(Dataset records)
────────────────────

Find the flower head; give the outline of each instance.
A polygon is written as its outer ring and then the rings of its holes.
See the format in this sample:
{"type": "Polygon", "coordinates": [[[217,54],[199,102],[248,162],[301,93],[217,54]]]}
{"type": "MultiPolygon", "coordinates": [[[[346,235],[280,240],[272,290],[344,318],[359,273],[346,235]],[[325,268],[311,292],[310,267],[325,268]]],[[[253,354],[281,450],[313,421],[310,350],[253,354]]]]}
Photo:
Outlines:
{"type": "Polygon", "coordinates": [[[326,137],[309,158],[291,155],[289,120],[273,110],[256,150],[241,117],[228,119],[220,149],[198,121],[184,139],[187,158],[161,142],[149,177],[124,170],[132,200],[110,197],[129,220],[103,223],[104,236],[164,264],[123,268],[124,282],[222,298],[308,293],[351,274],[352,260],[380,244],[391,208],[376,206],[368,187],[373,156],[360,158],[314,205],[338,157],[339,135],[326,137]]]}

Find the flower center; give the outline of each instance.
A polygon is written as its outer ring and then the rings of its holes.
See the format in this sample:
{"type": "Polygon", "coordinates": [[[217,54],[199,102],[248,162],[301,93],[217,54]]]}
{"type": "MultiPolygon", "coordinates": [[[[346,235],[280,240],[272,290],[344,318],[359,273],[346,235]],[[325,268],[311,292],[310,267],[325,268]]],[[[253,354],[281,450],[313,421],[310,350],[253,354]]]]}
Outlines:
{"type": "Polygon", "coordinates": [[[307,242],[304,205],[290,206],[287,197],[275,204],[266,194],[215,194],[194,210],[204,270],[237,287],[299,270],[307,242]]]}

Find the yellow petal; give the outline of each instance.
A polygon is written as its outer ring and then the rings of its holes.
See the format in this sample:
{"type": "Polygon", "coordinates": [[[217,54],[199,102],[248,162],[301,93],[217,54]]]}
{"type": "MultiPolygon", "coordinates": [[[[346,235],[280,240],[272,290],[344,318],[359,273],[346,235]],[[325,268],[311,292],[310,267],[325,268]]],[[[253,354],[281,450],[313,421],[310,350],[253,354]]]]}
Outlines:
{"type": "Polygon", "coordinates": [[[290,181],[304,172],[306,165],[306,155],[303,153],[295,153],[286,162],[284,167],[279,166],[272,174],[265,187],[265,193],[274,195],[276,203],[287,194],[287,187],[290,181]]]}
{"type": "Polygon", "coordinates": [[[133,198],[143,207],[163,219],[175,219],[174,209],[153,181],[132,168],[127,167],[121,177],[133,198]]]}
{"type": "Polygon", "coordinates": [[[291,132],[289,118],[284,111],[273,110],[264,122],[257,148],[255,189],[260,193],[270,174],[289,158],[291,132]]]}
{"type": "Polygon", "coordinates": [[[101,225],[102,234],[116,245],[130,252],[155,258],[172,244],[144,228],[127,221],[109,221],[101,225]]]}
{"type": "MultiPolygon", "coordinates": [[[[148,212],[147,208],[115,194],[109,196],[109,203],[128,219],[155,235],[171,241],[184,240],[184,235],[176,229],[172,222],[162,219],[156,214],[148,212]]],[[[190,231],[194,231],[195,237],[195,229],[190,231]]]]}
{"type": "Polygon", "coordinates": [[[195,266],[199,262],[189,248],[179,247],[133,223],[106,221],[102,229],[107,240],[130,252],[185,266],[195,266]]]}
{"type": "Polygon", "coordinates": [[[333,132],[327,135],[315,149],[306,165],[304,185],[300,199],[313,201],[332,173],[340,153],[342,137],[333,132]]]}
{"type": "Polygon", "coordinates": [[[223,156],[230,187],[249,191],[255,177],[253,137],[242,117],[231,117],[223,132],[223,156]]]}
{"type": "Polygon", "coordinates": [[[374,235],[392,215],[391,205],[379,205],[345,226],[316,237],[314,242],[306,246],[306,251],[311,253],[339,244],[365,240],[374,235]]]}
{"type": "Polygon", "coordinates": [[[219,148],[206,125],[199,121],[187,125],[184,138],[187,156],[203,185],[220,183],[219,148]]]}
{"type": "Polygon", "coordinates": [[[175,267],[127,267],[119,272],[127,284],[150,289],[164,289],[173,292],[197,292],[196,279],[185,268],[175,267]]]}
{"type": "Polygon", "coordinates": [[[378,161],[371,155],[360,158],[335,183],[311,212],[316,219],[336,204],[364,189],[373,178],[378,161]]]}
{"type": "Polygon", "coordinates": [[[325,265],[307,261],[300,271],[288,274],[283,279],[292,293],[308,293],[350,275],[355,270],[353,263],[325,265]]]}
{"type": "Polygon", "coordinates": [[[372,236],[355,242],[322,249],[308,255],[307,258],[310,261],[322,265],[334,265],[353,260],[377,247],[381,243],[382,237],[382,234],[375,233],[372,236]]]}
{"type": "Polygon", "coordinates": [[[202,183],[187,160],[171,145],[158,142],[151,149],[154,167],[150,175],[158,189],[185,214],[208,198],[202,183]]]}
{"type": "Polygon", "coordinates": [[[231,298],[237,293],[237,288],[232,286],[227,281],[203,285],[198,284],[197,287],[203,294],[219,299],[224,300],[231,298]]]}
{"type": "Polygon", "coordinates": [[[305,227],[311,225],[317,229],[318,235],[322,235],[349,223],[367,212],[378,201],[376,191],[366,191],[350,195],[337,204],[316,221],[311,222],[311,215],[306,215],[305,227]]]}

────────────────────

### The request
From the listing above, extract all records word for word.

### Output for this exercise
Find the flower head; give the outline of each instance.
A polygon is written as its outer ring and then the rings of its holes.
See the format in this sample:
{"type": "Polygon", "coordinates": [[[217,54],[199,102],[248,162],[301,93],[217,54]]]}
{"type": "MultiPolygon", "coordinates": [[[[346,235],[280,240],[272,290],[344,318],[359,273],[346,235]],[[325,268],[311,292],[310,267],[325,268]]],[[[253,354],[281,450],[313,421],[310,350],[253,354]]]]}
Photo:
Outlines:
{"type": "Polygon", "coordinates": [[[326,137],[309,158],[291,155],[289,120],[273,110],[256,150],[241,117],[228,119],[220,149],[198,121],[184,139],[187,158],[161,142],[149,177],[124,170],[132,200],[110,197],[129,220],[103,223],[104,236],[164,264],[123,268],[124,282],[222,298],[308,293],[351,274],[352,260],[380,244],[391,208],[376,206],[368,187],[373,156],[360,158],[314,205],[338,157],[339,135],[326,137]]]}

Find the flower center; give the outline of each instance.
A polygon is written as its outer ring and then the rings of its holes.
See the format in this sample:
{"type": "Polygon", "coordinates": [[[217,54],[199,102],[248,162],[301,93],[217,54]]]}
{"type": "MultiPolygon", "coordinates": [[[[346,235],[280,240],[272,290],[344,318],[359,273],[346,235]],[[325,268],[311,292],[310,267],[325,268]]],[[[253,354],[281,450],[313,421],[310,350],[253,354]]]]}
Outlines:
{"type": "Polygon", "coordinates": [[[307,242],[304,205],[290,206],[287,197],[275,204],[266,194],[215,194],[194,210],[204,270],[237,287],[299,270],[307,242]]]}

Find the yellow petal; give the outline of each instance.
A polygon is written as its outer ring and then the rings of its holes.
See the format in this sample:
{"type": "Polygon", "coordinates": [[[217,54],[199,102],[248,162],[301,93],[217,54]]]}
{"type": "MultiPolygon", "coordinates": [[[[346,235],[280,240],[272,290],[344,318],[359,273],[346,235]],[[325,268],[311,292],[310,267],[325,268]]],[[[253,354],[281,450],[313,421],[310,350],[253,354]]]]}
Outlines:
{"type": "Polygon", "coordinates": [[[290,181],[304,172],[306,165],[306,155],[303,153],[295,153],[286,162],[284,167],[279,166],[272,174],[265,187],[265,193],[274,195],[276,203],[287,194],[287,187],[290,181]]]}
{"type": "Polygon", "coordinates": [[[133,198],[143,207],[163,219],[175,219],[174,209],[153,181],[132,168],[127,167],[121,177],[133,198]]]}
{"type": "Polygon", "coordinates": [[[291,132],[289,118],[284,111],[273,110],[264,122],[257,148],[255,189],[260,193],[270,174],[289,158],[291,132]]]}
{"type": "Polygon", "coordinates": [[[101,225],[102,234],[116,245],[130,252],[155,258],[172,244],[144,228],[127,221],[109,221],[101,225]]]}
{"type": "MultiPolygon", "coordinates": [[[[148,212],[147,208],[115,194],[109,196],[109,203],[128,219],[155,235],[171,241],[184,240],[184,235],[176,229],[172,222],[162,219],[156,214],[148,212]]],[[[190,231],[194,231],[195,237],[195,229],[190,231]]]]}
{"type": "Polygon", "coordinates": [[[195,266],[199,262],[189,248],[179,247],[133,223],[106,221],[102,229],[107,240],[130,252],[185,266],[195,266]]]}
{"type": "Polygon", "coordinates": [[[333,132],[327,135],[315,149],[306,165],[304,185],[300,199],[313,201],[332,173],[340,153],[342,137],[333,132]]]}
{"type": "Polygon", "coordinates": [[[223,156],[230,187],[249,191],[255,177],[253,137],[242,117],[231,117],[223,132],[223,156]]]}
{"type": "Polygon", "coordinates": [[[374,235],[392,215],[391,205],[379,205],[345,226],[316,237],[314,242],[306,246],[306,251],[311,253],[339,244],[365,240],[374,235]]]}
{"type": "Polygon", "coordinates": [[[219,148],[206,125],[199,121],[187,125],[184,138],[187,156],[203,185],[220,183],[219,148]]]}
{"type": "Polygon", "coordinates": [[[175,267],[127,267],[119,272],[127,284],[150,289],[164,289],[173,292],[197,292],[196,279],[185,268],[175,267]]]}
{"type": "Polygon", "coordinates": [[[378,161],[371,155],[360,158],[335,183],[311,212],[316,219],[336,204],[364,189],[373,178],[378,161]]]}
{"type": "Polygon", "coordinates": [[[325,265],[307,261],[300,271],[288,274],[283,279],[292,293],[308,293],[350,275],[355,270],[353,263],[325,265]]]}
{"type": "Polygon", "coordinates": [[[372,236],[355,242],[322,249],[308,255],[307,258],[310,261],[322,265],[334,265],[353,260],[377,247],[381,243],[382,237],[382,234],[375,233],[372,236]]]}
{"type": "Polygon", "coordinates": [[[202,183],[187,160],[171,145],[158,142],[151,149],[154,167],[150,175],[158,189],[185,214],[208,198],[202,183]]]}
{"type": "Polygon", "coordinates": [[[231,298],[237,293],[237,288],[232,286],[227,281],[203,285],[198,284],[197,287],[203,294],[219,299],[224,300],[231,298]]]}
{"type": "Polygon", "coordinates": [[[305,227],[311,225],[317,229],[318,235],[322,235],[349,223],[367,212],[378,201],[376,191],[366,191],[350,195],[337,204],[316,221],[311,222],[311,215],[306,215],[305,227]]]}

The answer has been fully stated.